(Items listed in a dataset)

[start]

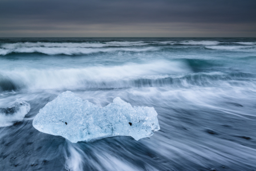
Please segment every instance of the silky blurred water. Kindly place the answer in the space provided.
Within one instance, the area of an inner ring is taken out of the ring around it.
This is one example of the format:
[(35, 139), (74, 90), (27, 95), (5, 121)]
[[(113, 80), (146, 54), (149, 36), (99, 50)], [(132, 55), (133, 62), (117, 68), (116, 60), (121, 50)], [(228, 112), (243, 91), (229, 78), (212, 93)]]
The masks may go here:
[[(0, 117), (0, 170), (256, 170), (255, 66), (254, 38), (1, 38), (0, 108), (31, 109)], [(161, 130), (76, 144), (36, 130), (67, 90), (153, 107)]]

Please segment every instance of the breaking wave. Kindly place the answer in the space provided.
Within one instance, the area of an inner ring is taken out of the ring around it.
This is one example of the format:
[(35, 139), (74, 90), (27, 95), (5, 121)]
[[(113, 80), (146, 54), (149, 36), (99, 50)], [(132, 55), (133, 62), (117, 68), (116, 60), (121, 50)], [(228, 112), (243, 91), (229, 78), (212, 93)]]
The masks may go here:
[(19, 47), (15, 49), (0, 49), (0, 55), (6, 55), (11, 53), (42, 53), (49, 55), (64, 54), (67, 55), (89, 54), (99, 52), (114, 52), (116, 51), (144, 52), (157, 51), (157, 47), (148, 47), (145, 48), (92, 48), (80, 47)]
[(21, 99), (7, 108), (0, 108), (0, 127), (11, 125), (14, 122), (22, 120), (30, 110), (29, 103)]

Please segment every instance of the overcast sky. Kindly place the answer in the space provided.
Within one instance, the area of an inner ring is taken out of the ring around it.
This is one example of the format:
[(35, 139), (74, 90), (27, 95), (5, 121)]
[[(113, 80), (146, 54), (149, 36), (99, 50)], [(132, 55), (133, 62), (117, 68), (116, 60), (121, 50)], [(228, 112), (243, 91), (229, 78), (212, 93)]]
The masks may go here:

[end]

Objective
Write out every one of the records above word for word, and leave the pictures out of your copy.

Exercise result
Please segment every instance of the silky blurred water. Kindly place the answer in the space provided.
Within one instance, the area of an inner ring is taken out of the ring around it.
This is one example of the format:
[(35, 139), (74, 90), (27, 95), (5, 121)]
[[(113, 80), (146, 54), (149, 36), (99, 50)], [(132, 55), (133, 62), (117, 68), (116, 60), (121, 50)], [(228, 112), (243, 91), (229, 78), (212, 93)]]
The masks may go here:
[[(0, 117), (0, 170), (256, 170), (255, 66), (254, 38), (1, 38), (0, 108), (31, 109)], [(161, 130), (76, 144), (36, 130), (67, 90), (153, 107)]]

Please segment every instance of the breaking wave. Kindly place the answer in the space provided.
Within one instance, the area of an inner ring is taken out of the ring around it.
This is one example of the format:
[(35, 139), (74, 90), (27, 95), (5, 121)]
[[(113, 80), (146, 54), (149, 36), (99, 50)], [(132, 55), (133, 62), (117, 68), (116, 60), (121, 50)], [(228, 112), (243, 91), (229, 78), (212, 93)]]
The masks may go here:
[(19, 47), (15, 49), (0, 49), (0, 55), (6, 55), (11, 53), (42, 53), (49, 55), (64, 54), (67, 55), (89, 54), (99, 52), (114, 52), (116, 51), (144, 52), (157, 51), (157, 47), (148, 47), (145, 48), (92, 48), (80, 47)]
[(21, 99), (7, 108), (0, 108), (0, 127), (11, 125), (14, 122), (22, 120), (30, 110), (29, 103)]

Please segment every instance of the overcast sky. Kindly place the answer in the space provided.
Within one instance, the area of an inner ring is taken out of the ring around it.
This is one example of the format:
[(35, 139), (74, 90), (27, 95), (5, 121)]
[[(113, 80), (146, 54), (149, 36), (99, 50)], [(132, 55), (133, 62), (117, 68), (116, 60), (121, 50)], [(228, 112), (243, 91), (229, 78), (212, 93)]]
The masks may go here:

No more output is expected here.